Wednesday, March 28, 2007

Live Art / Performance Art Skillshare

Live Art!

Live art, or performance art, is an art form that grew out of the Dadaism and Avant-gardism of the early 20th century as well as the “happenings” from the 1960’s. Performance art can be defined as such:

“Performance art is art in which the actions of an individual or a group at a particular place and in a particular time constitute the work. It can happen anywhere, at any time, or for any length of time. Performance art can be any situation that involves four basic elements: time, space, the performer's body and a relationship between performer and audience” (Wikipedia).

RoseLee Goldberg states in Performance Art: From Futurism to the Present:

“Performance has been a way of appealing directly to a large public, as well as shocking audiences into reassessing their own notions of art and its relation to culture” (Goldberg).

• RECORDED DATA:

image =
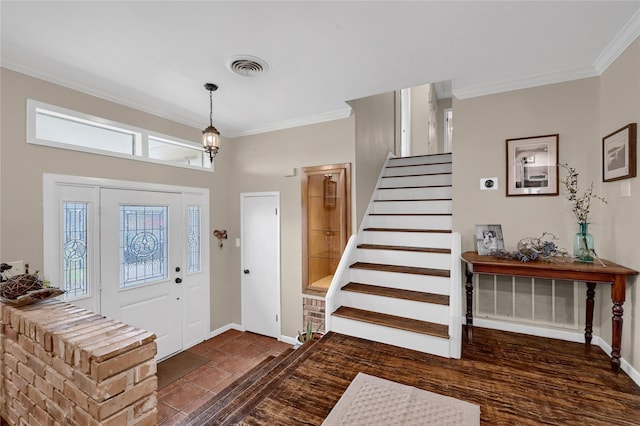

• WHAT YOU WILL DO:
- a) Do the following statements agree with the text on live art and performance art? Answer yes or no for each, quoting the deciding words of the text.
(i) Performance art grew out of the Dadaism and Avant-gardism of the early 20th century.
(ii) The quoted definition requires performance art to take place at a set location and for a fixed length of time.
(iii) The quoted definition names three basic elements of performance art.
- b) Extend the text on live art and performance art, picking up after its final sentence.

• IN RESPONSE:
- a)
(i) Yes: "grew out of the Dadaism and Avant-gardism of the early 20th century"
(ii) No: "It can happen anywhere, at any time, or for any length of time."
(iii) No: "four basic elements: time, space, the performer's body and a relationship between performer and audience"

- b)
In other words, performance art is often connected to radicalism, since the object is usually to shock the audience as a way to gain attention for an art piece and the motivations behind it. This intention to “shock” can be summarized in the term “agit-prop”, which is an abbreviation for “agitation propaganda.” Agit-prop can be described as any form of visual or aural aid that appeals strongly to a spectator as to agitate him or her to believe something to be true or to take action. In this sense, “agitate” does not have negative connotations-- it means simply to persuade. Television advertisements are a kind of commercial agit-prop, because they utilize auditory and visual cues to agitate the spectator into buying a good. Performance art is often agit-prop because it often has a personal or political agenda (or both simultaneously) that aims to shock the audience into believing something or doing something.

Karen Finley is an example of a feminist performance artist. She is well-known for disrobing before her audience and smearing chocolate on her body. In her book “A Different Kind of Intimacy,” Finley explains that the chocolate-smearing was to commemorate Tawana Brawley, a young black woman who alleged that some police officers raped her and smeared her with feces (the police officers were found innocent). Her performances often deal with sex, sexuality, rape, and objectification.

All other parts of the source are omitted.